*Text to read*:
::::::::

Adjusting Your Negative Core Beliefs

1. Choose One Negative Core Belief

If you have identified a number of negative core beliefs, choose only ONE to begin working on.

You could choose the one that is of greatest concern to work on now or one that is related to any biased expectations, negative self-evaluations, or unhelpful rules and assumptions that you have previously worked on.

Write that negative core belief in the top box of the ‘Adjusting Core Beliefs Worksheet’ in the download section.

Also note how much you believe the negative core belief at now, when it’s most convincing, and when it’s least convincing. Note how the negative core belief makes you feel.

Throughout this module, you will need to keep referring to this worksheet and completing the relevant sections as we go.

This will ensure that as you work through your negative core belief and tackle it, you have a clear record of this process to refer to at anytime in the future.

Once you have worked through the process of adjusting this first negative core belief, you will then be able to apply it to other negative core beliefs you might want to change.


2. Develop a Balanced Core Belief

Now it’s time to develop an alternative core belief to replace your old negative one.

When developing a new core belief, you want to aim for something that is more positive, balanced, and realistic.

Think of something that is a more accurate reflection of yourself. It is important that the work you do on your negative core beliefs is not just about squashing the belief that you have been carrying around, but also about promoting a new balanced view of yourself.

So it is not so much about saying what you are not (eg., “I am not stupid”), but more about saying what you are (eg., “I am capable in many ways”).

From the work you have done in previous modules, you may already have some idea of what a more balanced core belief might be.

It might be the opposite to your old belief (eg., “I am incompetent”) (“I am competent”), a more moderate view of yourself (eg., “I am a failure”) (“I am great at many things, average at other things, and weaker in some areas like anyone else”), or something else (eg., “I am no good”) (“I am a worthwhile person”).

The important thing is that the new belief is more balanced, weighing up all the information (not just the negative) available, and including both your strengths and weaknesses.

When developing a new core belief, ensure that your worth as a person is not being determined by only your faults or weaknesses.

Also make sure that you are not painting an overly positive view of yourself (eg., “I am perfect in every way”), as this will be unrealistic, and it is unlikely that you will believe it.

Remember not to discount any new alternative core beliefs on the basis that you don’t fulfill these 100% (eg., “I can’t put down that I am competent because sometimes I get things wrong.”). No one is capable of such feats of perfection, so instead, accept that you are your new view of yourself – not perfect, but “good enough.”

Now that you have an idea of your new balanced core belief, write it in the ‘Adjusting Negative Core Beliefs’ worksheet’ (in the download section).

::::::::

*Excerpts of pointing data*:

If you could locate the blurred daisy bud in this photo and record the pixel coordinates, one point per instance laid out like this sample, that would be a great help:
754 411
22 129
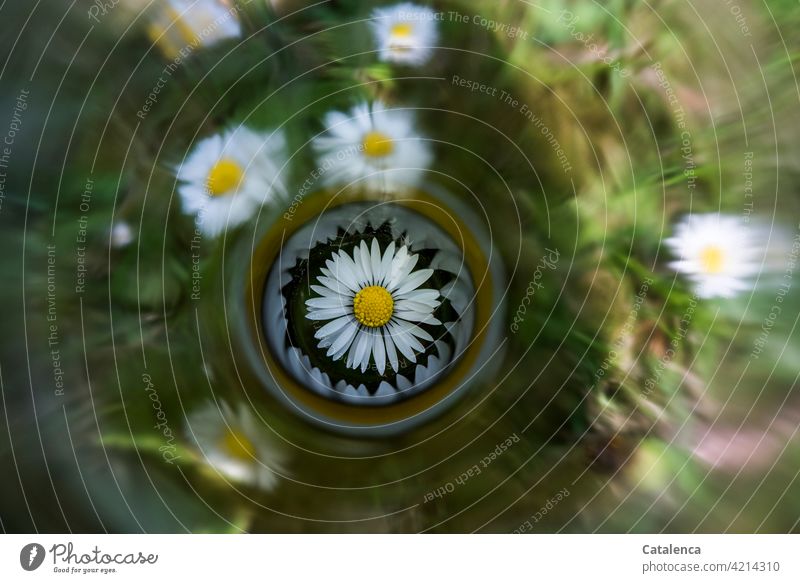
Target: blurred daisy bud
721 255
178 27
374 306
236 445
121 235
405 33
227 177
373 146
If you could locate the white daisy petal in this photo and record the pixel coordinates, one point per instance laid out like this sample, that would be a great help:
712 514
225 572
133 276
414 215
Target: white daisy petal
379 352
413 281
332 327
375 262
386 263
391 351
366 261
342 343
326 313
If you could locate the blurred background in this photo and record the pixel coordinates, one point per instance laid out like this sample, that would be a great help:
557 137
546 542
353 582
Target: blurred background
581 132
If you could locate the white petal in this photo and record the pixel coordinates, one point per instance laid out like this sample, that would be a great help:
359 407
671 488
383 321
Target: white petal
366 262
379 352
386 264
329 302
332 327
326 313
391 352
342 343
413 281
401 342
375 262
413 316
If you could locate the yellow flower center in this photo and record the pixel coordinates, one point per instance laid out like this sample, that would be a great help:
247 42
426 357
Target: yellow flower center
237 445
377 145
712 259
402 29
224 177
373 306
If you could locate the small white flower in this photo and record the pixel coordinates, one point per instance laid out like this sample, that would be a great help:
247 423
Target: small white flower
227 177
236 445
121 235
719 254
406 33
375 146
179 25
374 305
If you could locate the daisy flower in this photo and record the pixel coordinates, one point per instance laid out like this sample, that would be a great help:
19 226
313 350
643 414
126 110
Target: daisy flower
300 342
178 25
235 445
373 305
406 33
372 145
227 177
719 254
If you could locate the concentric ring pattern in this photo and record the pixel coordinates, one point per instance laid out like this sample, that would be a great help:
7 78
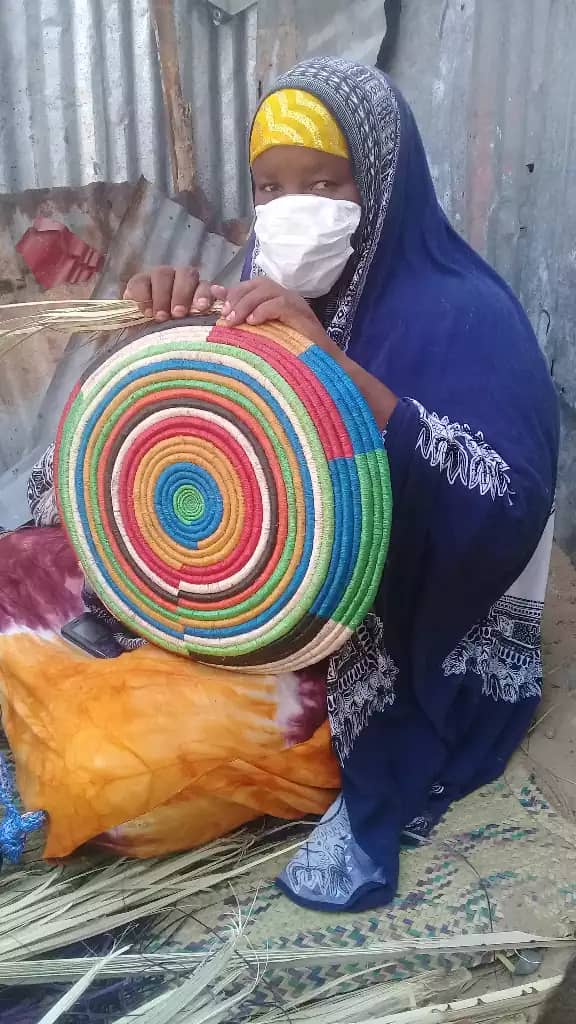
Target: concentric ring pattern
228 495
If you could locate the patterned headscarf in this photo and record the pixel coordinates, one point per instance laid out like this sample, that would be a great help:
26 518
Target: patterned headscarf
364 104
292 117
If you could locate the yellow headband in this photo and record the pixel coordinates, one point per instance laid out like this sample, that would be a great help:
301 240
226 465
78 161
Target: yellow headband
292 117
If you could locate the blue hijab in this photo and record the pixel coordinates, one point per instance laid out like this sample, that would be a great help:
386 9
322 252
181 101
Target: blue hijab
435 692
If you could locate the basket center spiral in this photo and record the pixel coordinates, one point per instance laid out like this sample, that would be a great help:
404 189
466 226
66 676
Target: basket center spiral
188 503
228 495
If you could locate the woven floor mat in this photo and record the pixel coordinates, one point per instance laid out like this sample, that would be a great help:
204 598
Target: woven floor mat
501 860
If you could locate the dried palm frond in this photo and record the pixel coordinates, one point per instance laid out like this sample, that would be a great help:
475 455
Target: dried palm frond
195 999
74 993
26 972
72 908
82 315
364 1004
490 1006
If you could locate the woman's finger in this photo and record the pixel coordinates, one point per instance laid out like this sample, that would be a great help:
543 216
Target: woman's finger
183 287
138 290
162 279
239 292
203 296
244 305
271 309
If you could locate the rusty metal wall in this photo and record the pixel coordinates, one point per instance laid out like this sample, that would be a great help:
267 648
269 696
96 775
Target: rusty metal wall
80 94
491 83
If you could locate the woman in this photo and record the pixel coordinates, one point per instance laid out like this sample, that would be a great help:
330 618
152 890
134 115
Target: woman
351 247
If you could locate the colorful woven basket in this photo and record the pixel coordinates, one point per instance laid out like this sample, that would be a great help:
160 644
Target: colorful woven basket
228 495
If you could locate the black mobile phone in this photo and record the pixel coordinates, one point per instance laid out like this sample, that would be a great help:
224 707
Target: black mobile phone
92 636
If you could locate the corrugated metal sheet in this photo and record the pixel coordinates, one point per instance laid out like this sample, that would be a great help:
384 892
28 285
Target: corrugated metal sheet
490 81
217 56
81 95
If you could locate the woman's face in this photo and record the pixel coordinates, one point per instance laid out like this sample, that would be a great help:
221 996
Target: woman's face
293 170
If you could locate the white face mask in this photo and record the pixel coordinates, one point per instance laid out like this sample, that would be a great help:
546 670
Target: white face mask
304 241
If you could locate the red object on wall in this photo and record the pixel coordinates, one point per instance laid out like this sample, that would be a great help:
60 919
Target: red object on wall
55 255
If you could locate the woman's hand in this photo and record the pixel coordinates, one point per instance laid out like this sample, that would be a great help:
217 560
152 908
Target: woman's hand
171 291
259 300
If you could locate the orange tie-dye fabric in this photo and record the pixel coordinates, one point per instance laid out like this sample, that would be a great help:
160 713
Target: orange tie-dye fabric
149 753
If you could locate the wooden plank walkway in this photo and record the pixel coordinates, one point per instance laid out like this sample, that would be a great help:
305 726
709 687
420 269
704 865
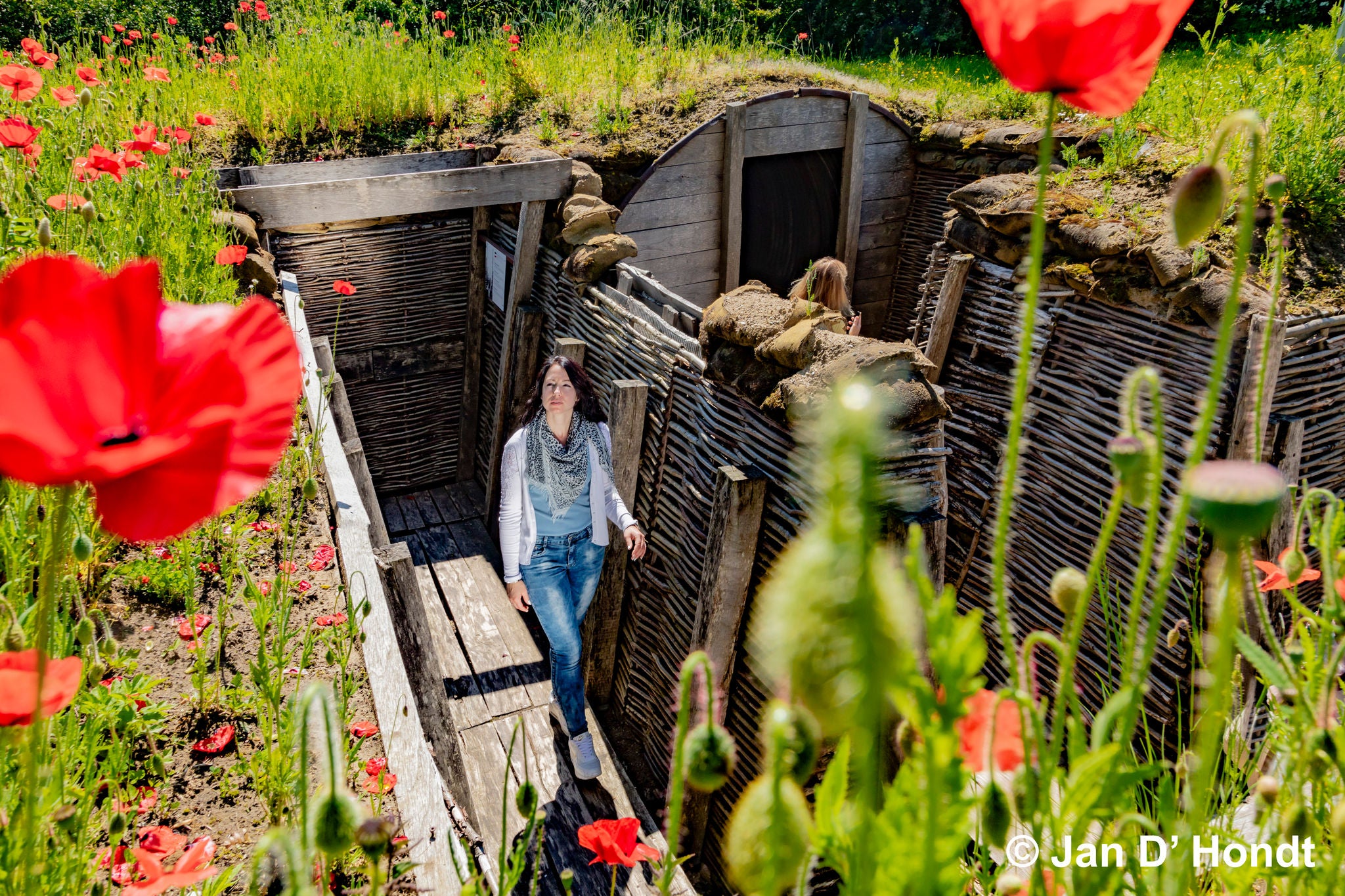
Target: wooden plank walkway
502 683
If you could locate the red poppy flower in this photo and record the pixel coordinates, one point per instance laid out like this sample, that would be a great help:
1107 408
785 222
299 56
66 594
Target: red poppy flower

::::::::

*Set task A*: The core beliefs guide warns against an overly positive new belief such as "I am perfect in every way." What two problems does it give with such a belief?
*Set task B*: Summarize the core beliefs guide in two sentences.

*Task output A*: It will be unrealistic, and you are unlikely to believe it.

*Task output B*: The guide says to choose one negative core belief and record it on a worksheet, noting how strongly you believe it and how it makes you feel. You then develop a more positive, balanced, and realistic core belief to replace it, one that weighs up your strengths and weaknesses without being overly positive, and write it on the worksheet.